L’allestimento espositivo si snoda in otto sale degli storici Chiostri di cui una è dedicata al disegno preparatorio dell’opera permanente The Organ Pipes. Sono inoltre visibili un video di documentazione sul processo della sua realizzazione e due teche contenti rari libri d’artista e altri materiali di documentazione.
La mostra è affiancata dal libro, pubblicato da gli Ori-editori contemporanei in versione italiana e inglese, che documenta sia l’opera permanente sia la mostra con i testi di Luca Massimo Barbero e di Marina Dacci creando un percorso di lettura e approfondimento della poetica e del modus operandi di Tremlett.
L’esposizione è affiancata da diversi incontri di approfondimento – come il dialogo tra Marina Dacci e David Tremlett il 12 ottobre alle ore 10 nell’ambito della Giornata del Contemporaneo – workshop e convegni su tematiche quali l’arte pubblica e l’architettura come motori sociali per la rigenerazione urbana, oltre alle attività educational organizzate dalla Fondazione Palazzo Magnani per scuole, famiglie e gruppi di visitatori. Il programma completo sul sito www.palazzomagnani.it
Il dipartimento Edu della Fondazione ha inoltre supportato il progetto Tremlett Line realizzato dagli studenti del Liceo Artistico “G. Chierici” di Reggio Emilia: un percorso artistico che collega la mostra ai Chiostri di San Pietro con l’intervento dell’artista sui silos del quartiere Santa Croce. La Tremlett Line, è un’installazione urbana effimera, ispirata al suo linguaggio pittorico e concettuale che si snoda attraverso luoghi iconici, simboli del passato, presente e futuro della città, intrecciando arte, video e memoria storica dei luoghi.
www.palazzomagnani.it
Sante parole!!!
“…il piacere della scoperta che si misura con il suo avanzare fisico creando personali mappature e reinvenzione dei luoghi; il suo rapporto con le architetture e la loro rilettura visionaria che li trasforma in paesaggi astratti e sonori in cui il movimento del corpo e dello sguardo sono intesi come atteggiamento scultoreo dell’artista; il suo rapporto con il linguaggio inteso come un’ossatura dell’opera, a volte in forma di alfabeti, a volte di piccoli poemi realizzati sulla base di libere associazioni; la sua relazione con lo spazio inteso come espressione sonora che accompagna tutte le sue opere;…”

Dati forniti:

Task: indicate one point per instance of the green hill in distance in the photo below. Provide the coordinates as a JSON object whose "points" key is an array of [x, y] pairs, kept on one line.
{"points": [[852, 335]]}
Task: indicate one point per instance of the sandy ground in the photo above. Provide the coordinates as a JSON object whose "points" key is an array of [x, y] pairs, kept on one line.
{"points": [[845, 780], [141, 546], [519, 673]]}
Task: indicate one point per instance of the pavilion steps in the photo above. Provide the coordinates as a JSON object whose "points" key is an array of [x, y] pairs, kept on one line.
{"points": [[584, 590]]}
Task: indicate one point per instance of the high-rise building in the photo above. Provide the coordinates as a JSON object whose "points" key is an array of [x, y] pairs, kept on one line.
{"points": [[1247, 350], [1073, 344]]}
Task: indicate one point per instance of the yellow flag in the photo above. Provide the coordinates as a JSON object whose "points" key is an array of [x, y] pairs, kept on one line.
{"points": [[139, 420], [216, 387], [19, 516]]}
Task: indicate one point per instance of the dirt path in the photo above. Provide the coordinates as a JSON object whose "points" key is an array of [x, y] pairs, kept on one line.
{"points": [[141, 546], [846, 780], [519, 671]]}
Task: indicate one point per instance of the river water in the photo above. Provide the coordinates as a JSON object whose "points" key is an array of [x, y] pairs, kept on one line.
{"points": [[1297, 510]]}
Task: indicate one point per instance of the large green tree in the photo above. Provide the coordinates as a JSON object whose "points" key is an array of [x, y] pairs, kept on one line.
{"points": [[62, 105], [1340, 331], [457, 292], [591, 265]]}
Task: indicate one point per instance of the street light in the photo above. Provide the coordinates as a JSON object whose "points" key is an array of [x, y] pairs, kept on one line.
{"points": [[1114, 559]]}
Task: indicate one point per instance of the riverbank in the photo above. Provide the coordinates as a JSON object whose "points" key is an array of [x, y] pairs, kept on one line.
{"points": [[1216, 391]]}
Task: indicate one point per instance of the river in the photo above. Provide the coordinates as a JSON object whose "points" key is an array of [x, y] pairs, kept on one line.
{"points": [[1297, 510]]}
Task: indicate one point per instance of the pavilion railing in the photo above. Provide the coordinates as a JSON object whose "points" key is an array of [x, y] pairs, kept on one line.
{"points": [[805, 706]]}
--
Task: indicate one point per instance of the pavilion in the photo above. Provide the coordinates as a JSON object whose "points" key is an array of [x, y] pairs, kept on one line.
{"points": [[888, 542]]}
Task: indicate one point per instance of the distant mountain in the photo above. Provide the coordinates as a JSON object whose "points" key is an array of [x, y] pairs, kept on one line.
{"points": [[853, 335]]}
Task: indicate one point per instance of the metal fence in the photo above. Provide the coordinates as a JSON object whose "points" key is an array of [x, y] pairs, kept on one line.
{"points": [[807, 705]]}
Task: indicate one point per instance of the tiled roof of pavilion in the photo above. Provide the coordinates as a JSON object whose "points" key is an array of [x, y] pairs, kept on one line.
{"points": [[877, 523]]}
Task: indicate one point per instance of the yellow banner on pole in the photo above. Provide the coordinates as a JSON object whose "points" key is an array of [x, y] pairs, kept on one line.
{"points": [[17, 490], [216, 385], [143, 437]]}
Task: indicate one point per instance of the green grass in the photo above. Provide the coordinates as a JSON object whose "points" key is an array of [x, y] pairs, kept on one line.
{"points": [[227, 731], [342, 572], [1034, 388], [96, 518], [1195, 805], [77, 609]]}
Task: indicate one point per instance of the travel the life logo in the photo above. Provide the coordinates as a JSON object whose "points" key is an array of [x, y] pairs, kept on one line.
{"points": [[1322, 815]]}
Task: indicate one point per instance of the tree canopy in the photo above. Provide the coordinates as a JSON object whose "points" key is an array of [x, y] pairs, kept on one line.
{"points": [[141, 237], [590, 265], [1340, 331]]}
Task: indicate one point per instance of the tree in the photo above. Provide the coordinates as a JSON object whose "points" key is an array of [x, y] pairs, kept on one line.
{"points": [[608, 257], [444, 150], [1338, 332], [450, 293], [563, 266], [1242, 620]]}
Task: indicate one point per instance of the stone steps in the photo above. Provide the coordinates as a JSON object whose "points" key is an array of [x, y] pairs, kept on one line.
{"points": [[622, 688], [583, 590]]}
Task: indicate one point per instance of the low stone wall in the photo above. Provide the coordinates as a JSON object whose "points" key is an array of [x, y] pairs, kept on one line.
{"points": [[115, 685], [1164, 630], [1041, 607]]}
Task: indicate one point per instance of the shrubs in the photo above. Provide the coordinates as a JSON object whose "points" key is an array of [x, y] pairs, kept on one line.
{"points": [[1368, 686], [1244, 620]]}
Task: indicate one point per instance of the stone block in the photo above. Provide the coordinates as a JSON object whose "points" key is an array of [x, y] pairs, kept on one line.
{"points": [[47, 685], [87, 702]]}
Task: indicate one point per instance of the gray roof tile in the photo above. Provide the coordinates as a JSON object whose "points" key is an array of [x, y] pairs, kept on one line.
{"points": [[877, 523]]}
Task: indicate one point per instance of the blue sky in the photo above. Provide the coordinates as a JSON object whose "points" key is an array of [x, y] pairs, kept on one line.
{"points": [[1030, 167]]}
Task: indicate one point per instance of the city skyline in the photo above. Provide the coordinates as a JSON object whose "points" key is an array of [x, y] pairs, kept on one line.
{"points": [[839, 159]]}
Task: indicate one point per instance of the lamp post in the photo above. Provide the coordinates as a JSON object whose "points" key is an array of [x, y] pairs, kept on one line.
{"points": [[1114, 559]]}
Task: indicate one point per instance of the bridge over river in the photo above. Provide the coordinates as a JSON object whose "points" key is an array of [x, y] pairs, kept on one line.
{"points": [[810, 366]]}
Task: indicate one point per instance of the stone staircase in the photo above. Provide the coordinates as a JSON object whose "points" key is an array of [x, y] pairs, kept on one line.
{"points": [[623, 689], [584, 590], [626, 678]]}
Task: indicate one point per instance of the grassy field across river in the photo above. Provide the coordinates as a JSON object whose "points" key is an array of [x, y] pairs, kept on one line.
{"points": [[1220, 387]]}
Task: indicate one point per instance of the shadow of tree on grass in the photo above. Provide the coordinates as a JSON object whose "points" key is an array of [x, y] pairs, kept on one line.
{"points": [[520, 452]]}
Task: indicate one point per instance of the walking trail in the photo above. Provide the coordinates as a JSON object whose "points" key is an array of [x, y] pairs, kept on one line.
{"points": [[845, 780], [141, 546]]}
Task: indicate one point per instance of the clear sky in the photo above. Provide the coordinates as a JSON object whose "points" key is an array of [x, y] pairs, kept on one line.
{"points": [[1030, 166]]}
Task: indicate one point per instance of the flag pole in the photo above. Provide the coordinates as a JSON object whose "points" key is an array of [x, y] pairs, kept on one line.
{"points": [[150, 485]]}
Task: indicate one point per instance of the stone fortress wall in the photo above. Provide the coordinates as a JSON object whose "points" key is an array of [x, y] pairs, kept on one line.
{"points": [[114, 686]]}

Compiti:
• A. Secondo il testo sulla mostra di David Tremlett, in quante sale dei Chiostri si snoda l'allestimento espositivo?
• B. Prosegui per favore il testo sulla mostra di David Tremlett a partire dal punto in cui si interrompe.

Risposte ai compiti:
• A. In otto sale.

• B.
“movimento del corpo e dello sguardo sono intesi come atteggiamento scultoreo dell’artista”… “relazione con lo spazio inteso come espressione sonora ” “il linguaggio inteso come un’ossatura dell’opera”??… e via di questo passo.
Sono locuzioni fatte per ostacolare se non addirittura impedire la lettura, un mondo metafisico inaccessibile che maschera la pochezza, quando non l’assenza, di contenuti. Basti per questo porsi la semplice domanda: cosa significano quelle descrizioni artificiose?
Chi si trovi a leggere queste “proposizioni” normalmente pensa che sia un linguaggio per esperti d’arte, precluso a chi non alberghi nell’eburneo mondo dei sapienti e, autoescludendosi da simile sinedrio, chiude la questione in due secondi passando, giustamente, ad altro.
Di “cose” simili se ne sono lette a vagonate e nella quasi totalità dei casi si possono applicare a qualsiasi “artista “, sempre ammesso che di artista si tratti, in realtà tale congerie di circonlocuzioni significa esattamente questo: niente, o qualcosa di molto simile.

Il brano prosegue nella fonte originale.